_Exercise task_:
Please gather each line of the material below that contains the word "leather" and copy those lines in full.

_Records_:
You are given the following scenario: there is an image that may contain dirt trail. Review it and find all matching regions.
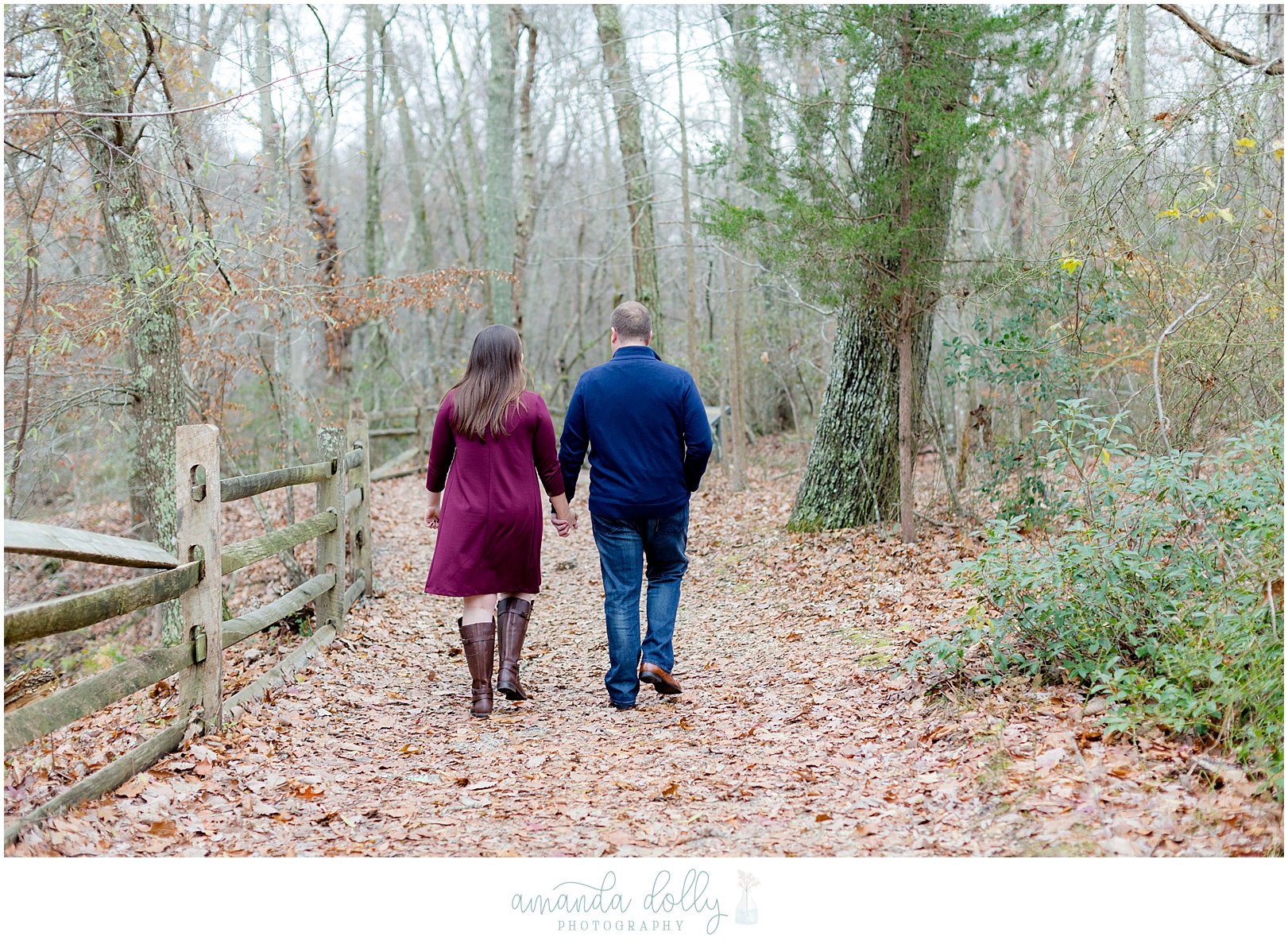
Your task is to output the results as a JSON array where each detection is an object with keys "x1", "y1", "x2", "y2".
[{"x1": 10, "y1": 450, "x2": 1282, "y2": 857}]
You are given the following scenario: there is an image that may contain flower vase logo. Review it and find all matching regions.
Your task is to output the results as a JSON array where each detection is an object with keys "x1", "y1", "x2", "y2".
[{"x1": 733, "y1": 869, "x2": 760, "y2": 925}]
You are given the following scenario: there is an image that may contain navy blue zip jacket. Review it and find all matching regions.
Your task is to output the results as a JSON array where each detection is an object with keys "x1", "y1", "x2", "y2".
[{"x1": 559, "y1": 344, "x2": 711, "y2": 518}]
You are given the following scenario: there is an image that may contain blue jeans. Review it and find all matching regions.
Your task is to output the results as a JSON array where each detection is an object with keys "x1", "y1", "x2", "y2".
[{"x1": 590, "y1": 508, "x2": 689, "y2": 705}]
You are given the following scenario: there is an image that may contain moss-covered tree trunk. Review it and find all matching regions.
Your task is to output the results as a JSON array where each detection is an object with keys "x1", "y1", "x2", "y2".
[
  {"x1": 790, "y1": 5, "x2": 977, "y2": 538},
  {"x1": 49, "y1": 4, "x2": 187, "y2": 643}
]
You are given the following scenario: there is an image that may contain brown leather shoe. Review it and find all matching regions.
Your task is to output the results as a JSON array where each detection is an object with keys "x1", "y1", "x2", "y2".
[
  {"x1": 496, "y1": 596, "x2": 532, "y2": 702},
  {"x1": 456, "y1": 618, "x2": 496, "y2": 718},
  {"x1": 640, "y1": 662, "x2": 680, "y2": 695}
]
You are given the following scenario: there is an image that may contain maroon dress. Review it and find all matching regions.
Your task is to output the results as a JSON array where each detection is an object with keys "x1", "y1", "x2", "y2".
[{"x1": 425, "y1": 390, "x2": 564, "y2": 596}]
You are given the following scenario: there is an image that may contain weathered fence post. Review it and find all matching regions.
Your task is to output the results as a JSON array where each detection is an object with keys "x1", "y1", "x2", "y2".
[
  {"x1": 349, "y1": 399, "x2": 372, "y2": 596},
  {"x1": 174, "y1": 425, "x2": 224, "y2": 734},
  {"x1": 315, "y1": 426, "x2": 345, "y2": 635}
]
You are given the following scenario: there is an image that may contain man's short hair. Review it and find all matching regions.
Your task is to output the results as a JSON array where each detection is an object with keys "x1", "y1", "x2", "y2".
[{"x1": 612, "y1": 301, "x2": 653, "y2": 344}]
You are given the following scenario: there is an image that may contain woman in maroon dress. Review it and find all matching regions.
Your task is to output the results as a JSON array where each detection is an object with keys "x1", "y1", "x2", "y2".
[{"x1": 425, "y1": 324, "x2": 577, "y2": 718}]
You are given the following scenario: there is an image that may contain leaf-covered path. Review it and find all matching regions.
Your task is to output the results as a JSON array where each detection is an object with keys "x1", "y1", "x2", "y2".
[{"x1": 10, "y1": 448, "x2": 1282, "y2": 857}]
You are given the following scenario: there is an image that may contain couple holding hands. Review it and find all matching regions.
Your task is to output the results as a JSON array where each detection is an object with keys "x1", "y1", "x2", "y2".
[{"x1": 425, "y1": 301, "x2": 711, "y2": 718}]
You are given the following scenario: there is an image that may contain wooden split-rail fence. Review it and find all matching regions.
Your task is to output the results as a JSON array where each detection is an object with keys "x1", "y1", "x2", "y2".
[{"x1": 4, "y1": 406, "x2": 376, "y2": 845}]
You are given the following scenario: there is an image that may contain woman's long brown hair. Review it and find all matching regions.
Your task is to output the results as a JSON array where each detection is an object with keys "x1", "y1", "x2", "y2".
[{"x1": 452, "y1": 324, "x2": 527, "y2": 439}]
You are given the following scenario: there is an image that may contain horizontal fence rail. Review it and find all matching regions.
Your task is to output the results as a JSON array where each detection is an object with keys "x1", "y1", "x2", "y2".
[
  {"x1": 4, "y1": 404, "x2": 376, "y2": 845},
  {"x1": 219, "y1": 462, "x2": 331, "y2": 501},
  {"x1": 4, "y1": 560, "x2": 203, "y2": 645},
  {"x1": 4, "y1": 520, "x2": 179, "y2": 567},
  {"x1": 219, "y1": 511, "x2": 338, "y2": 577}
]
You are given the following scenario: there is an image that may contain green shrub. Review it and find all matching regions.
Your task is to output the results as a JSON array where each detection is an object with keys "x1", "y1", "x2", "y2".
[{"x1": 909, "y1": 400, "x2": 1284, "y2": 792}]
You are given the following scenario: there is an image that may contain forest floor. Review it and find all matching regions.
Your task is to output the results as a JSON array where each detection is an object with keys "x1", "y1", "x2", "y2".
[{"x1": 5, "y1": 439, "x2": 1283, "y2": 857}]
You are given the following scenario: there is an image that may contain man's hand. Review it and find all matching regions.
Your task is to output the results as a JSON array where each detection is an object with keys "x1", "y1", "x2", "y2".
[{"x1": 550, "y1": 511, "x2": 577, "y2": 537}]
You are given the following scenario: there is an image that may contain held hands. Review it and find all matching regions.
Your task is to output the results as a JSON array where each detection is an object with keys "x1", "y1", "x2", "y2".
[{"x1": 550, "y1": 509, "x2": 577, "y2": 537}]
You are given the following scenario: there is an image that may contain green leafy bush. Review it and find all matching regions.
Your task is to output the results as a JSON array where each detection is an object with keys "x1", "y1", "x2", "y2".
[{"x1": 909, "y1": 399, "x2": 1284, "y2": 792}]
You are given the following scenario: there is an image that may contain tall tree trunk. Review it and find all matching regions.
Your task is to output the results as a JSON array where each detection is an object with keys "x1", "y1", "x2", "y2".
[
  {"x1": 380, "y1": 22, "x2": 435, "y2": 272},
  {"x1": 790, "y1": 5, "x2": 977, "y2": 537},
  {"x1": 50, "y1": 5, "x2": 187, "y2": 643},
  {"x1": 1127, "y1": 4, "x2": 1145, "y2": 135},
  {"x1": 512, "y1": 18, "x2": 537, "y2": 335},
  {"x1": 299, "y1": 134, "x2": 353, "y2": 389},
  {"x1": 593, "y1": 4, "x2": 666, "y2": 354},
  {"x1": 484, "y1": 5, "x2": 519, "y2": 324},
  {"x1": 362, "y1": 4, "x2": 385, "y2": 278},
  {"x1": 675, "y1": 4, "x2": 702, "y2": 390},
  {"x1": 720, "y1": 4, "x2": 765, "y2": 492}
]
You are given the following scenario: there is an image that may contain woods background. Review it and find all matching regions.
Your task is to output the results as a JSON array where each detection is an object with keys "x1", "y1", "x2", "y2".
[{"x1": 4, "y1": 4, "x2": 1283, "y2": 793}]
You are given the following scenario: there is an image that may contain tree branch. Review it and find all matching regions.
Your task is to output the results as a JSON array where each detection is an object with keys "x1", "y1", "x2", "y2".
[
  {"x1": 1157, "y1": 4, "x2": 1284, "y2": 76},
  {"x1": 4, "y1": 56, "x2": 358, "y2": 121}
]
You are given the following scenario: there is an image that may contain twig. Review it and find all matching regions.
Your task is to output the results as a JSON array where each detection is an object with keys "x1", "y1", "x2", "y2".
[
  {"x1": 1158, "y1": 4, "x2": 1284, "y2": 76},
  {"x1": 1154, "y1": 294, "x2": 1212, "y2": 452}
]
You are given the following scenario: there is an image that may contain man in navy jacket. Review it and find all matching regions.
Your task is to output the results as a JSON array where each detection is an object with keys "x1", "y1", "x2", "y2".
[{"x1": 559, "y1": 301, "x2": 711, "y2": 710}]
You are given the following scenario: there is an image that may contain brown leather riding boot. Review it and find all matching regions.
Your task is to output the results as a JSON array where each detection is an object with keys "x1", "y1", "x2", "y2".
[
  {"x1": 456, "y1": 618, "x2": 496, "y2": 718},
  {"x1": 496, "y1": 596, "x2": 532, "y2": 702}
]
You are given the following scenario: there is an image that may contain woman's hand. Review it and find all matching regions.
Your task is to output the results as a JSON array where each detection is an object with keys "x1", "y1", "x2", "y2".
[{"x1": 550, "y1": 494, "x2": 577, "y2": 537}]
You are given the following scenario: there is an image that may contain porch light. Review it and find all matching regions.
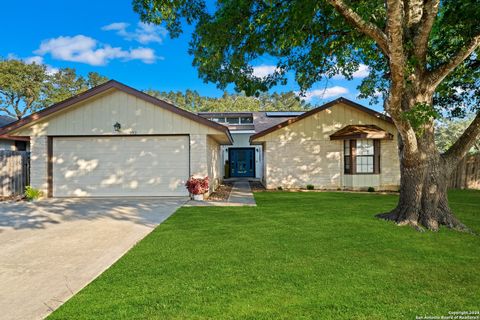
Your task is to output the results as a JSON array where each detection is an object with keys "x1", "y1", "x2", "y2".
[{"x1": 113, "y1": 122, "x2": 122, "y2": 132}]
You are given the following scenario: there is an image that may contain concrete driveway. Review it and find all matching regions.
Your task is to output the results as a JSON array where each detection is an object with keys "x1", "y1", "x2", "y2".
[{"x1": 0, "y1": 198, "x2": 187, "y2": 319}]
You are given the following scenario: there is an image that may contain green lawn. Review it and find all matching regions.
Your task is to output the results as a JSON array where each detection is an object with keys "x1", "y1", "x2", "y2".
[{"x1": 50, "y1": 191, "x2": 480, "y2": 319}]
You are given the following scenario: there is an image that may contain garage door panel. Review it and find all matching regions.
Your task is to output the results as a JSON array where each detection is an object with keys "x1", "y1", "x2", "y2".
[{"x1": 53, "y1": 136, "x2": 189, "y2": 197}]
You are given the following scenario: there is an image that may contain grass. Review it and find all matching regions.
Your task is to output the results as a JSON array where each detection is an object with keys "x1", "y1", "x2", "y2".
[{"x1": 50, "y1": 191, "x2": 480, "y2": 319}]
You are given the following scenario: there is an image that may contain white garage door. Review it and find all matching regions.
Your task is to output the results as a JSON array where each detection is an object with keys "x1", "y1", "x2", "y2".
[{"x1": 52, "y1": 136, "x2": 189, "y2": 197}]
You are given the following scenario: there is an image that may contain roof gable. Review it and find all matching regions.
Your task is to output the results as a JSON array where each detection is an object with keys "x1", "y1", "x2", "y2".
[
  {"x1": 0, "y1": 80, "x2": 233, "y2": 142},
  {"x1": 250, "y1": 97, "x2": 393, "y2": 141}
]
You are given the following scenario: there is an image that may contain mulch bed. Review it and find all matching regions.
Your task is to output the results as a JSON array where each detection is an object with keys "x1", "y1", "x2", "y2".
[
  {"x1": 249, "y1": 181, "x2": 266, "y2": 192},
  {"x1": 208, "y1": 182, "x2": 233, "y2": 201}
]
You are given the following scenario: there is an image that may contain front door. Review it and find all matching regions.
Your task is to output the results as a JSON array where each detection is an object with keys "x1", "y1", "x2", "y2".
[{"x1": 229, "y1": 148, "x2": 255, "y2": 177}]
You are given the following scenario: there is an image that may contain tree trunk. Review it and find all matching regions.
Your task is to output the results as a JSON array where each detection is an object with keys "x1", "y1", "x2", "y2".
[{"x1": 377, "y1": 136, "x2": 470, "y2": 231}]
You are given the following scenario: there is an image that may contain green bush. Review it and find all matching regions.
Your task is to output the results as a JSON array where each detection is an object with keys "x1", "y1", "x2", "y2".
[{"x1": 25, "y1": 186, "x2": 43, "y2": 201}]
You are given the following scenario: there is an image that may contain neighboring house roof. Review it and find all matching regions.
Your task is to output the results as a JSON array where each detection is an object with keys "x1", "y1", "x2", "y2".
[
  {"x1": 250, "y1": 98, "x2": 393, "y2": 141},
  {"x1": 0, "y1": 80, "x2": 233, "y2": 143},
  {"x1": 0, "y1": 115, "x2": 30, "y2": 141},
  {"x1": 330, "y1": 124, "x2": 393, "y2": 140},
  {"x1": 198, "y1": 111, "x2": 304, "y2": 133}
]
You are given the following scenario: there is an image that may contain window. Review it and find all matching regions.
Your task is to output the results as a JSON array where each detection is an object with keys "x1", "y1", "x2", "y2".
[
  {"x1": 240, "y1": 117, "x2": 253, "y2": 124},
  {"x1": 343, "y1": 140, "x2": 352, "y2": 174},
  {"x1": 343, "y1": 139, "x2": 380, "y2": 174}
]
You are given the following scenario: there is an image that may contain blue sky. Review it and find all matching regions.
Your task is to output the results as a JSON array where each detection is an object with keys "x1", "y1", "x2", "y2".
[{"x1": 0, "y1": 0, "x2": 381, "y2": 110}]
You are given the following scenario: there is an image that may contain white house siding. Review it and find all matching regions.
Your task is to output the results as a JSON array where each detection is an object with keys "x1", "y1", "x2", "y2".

_Expected output_:
You are given the following scenario: there is an image that may contain brown leather shoe. Review it and find all matching regions.
You are given the following scenario: there is an image that may contain brown leather riding boot. Review it and find all matching regions.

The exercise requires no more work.